- THE TASK -
The reply should be a single number: the count of lines below that contain the word "shorts".

- Saved entries -
---+---

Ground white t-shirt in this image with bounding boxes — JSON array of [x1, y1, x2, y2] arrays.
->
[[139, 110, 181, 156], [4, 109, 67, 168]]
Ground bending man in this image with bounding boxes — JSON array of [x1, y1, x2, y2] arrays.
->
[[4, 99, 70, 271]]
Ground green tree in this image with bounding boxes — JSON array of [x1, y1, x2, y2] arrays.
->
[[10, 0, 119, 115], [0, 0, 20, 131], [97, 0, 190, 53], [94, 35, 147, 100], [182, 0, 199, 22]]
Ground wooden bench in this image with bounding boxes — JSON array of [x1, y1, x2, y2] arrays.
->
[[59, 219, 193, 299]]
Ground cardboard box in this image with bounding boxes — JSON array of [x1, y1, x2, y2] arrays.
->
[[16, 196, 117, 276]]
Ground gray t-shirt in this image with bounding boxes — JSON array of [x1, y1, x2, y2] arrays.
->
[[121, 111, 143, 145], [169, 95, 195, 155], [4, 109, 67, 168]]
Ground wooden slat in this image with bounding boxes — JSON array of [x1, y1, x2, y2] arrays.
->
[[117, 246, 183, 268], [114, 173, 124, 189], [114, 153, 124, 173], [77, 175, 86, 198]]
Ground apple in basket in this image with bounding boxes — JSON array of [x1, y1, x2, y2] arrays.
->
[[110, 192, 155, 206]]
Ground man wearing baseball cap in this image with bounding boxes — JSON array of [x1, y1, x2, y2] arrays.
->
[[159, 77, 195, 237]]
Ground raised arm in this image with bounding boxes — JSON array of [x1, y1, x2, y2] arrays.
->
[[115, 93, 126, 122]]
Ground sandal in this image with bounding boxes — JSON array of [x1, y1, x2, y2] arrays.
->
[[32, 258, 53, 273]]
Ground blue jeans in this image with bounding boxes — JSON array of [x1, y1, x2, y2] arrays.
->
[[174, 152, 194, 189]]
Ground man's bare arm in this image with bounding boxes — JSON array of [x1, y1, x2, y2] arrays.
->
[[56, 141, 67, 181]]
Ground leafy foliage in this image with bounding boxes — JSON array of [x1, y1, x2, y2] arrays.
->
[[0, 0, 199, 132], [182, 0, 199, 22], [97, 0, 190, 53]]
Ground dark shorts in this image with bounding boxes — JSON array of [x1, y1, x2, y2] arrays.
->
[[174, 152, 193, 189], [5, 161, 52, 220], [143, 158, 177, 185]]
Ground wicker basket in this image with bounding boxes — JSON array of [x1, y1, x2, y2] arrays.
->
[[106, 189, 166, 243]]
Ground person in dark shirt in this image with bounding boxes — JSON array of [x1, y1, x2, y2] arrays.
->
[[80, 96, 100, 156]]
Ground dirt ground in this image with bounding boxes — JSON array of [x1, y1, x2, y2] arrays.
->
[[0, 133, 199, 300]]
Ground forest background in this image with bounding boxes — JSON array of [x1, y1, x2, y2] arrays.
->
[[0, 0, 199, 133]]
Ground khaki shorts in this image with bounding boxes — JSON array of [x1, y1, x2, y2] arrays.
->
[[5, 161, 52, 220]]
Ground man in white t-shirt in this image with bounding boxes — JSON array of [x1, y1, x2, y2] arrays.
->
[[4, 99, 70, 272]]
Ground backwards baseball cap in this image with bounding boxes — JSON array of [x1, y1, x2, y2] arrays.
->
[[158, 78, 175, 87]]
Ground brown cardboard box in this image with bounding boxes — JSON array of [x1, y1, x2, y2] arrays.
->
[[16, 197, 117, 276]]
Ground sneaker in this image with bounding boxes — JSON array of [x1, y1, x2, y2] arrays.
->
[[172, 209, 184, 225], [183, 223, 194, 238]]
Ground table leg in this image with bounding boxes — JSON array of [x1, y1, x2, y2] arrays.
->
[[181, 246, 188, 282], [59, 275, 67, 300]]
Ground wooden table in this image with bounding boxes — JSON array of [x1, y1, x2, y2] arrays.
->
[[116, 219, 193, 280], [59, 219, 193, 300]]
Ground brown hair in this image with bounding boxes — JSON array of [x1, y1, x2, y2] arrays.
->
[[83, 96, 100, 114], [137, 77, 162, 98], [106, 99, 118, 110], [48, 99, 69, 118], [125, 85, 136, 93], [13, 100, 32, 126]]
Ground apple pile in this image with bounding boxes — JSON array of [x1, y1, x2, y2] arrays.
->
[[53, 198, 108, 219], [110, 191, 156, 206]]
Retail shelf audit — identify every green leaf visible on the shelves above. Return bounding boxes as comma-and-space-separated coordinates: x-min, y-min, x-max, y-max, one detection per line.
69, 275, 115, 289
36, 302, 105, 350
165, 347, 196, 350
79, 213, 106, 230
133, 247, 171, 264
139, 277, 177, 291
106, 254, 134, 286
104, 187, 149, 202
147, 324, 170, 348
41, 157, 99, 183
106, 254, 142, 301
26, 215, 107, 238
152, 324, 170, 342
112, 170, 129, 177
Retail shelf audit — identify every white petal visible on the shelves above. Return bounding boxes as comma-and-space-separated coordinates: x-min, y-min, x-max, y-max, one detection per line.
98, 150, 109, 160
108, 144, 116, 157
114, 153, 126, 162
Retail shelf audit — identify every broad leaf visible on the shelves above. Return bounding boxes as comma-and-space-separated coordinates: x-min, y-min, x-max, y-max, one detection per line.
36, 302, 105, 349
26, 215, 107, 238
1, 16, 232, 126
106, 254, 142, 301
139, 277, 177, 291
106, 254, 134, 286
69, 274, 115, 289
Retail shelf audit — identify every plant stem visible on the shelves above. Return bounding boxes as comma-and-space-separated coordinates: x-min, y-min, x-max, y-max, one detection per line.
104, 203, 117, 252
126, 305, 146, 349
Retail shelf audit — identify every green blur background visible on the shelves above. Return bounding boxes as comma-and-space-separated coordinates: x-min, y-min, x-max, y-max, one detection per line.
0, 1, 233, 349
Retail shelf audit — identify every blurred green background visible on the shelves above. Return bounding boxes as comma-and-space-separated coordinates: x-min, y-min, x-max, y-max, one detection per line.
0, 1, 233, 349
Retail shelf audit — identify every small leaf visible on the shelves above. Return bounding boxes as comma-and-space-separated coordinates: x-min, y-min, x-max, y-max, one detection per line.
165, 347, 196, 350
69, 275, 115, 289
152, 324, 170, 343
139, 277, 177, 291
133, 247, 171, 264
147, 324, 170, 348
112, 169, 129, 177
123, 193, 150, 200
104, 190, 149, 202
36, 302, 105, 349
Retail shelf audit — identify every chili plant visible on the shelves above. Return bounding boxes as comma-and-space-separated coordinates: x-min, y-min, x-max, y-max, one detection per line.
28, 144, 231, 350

---+---

- REPLY TO THE EXERCISE -
2